China’s Holdings of Treasuries Hit Highest Since July 2019
(Bloomberg) -- China’s holdings of U.S. Treasuries rose in February to the highest since mid-2019 as yields climbed thanks to prospects of more stimulus for an American economy increasingly recovering from the coronavirus pandemic.
The Asian nation’s holdings -- the second-largest foreign holder behind Japan -- increased by $9 billion in Feb. to $1.1 trillion, the highest total since July 2019, according to figures from the Treasury Department released Thursday. It was the fourth straight monthly increase, the longest buying streak since 2017.
China’s buying came in the middle of the worst quarter for Treasuries since 1980, with the Bloomberg Barclays U.S. Treasury Index posting a 1.8% drop in February alone. The benchmark 10-year Treasury yield increased about 34 basis points during the month to 1.40% and stood at around 1.54% on Thursday.
“China has been reopening for exports sooner than anyone else, with the rise in purchases of their goods triggering a big inflow of money into the country,” said Peter Tchir, head of macro strategy at Academy Securities Inc. “That influx of cash likely translated into a need to buy more Treasuries.”

STUDY QUESTIONS
A: In the article on China's Treasury holdings, by how much did China's holdings of U.S. Treasuries increase in February?
B: Reproduce part of the article on China's Treasury holdings word for word, beginning at the words "China’s Holdings of Treasuries" and stopping after "streak since 2017.".
C: Write the next part of the article on China's Treasury holdings, picking up after its final sentence.

INFORMATION
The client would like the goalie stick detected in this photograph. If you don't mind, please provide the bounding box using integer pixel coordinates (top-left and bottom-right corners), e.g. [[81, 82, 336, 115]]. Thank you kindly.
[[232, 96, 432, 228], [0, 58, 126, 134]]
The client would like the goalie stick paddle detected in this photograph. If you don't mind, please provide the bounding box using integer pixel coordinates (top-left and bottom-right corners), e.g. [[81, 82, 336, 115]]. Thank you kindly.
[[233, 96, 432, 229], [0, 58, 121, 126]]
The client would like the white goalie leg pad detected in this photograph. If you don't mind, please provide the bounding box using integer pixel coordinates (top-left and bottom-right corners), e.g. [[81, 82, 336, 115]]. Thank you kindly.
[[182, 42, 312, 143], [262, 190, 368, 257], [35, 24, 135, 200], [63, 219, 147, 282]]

==

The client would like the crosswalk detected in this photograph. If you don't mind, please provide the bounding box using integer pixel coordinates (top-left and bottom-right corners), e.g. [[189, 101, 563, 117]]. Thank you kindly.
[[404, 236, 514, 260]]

--

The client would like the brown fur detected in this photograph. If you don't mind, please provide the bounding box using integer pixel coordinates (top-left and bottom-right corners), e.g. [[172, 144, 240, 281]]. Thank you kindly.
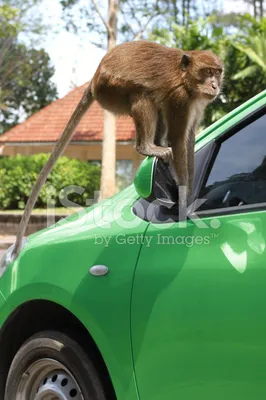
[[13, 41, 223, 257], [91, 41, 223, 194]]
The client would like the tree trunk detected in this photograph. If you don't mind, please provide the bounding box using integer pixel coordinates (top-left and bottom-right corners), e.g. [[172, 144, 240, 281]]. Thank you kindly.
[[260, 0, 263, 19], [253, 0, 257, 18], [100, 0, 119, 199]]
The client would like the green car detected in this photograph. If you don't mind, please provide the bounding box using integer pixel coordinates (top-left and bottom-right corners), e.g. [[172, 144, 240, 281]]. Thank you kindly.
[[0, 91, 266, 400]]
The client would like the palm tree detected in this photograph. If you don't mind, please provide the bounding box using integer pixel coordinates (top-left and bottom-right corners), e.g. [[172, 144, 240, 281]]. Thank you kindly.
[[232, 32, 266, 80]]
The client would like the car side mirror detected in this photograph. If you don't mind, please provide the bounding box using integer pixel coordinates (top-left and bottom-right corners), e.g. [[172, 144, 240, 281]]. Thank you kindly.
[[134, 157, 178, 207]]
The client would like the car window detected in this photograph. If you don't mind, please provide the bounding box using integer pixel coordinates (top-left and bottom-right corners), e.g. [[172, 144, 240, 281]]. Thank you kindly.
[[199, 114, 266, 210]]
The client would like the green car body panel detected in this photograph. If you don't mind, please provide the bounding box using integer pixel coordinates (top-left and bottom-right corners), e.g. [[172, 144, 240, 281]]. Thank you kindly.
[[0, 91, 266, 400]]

TASK ANSWERS
A: By $9 billion, to $1.1 trillion.

B:
China’s Holdings of Treasuries Hit Highest Since July 2019
(Bloomberg) -- China’s holdings of U.S. Treasuries rose in February to the highest since mid-2019 as yields climbed thanks to prospects of more stimulus for an American economy increasingly recovering from the coronavirus pandemic.
The Asian nation’s holdings -- the second-largest foreign holder behind Japan -- increased by $9 billion in Feb. to $1.1 trillion, the highest total since July 2019, according to figures from the Treasury Department released Thursday. It was the fourth straight monthly increase, the longest buying streak since 2017.

C:
Treasuries surged Thursday -- pushing 10- and 30-year yields to their lowest levels of the past month in a move that traders and investors find increasingly difficult to explain from an economic perspective.
Treasury Yields Dive to One-Month Low, Defying Strong U.S. Data
Japan’s Treasury holdings fell in February by $18.5 billion to $1.26 trillion, the sixth decline in seven months, with total foreign holdings of U.S. government debt declining to $7.1 trillion.
The U.S. dollar rose in February by about 0.48%. China’s foreign-exchange holdings dropped 0.2% during the month to $3.2 trillion, according to official data.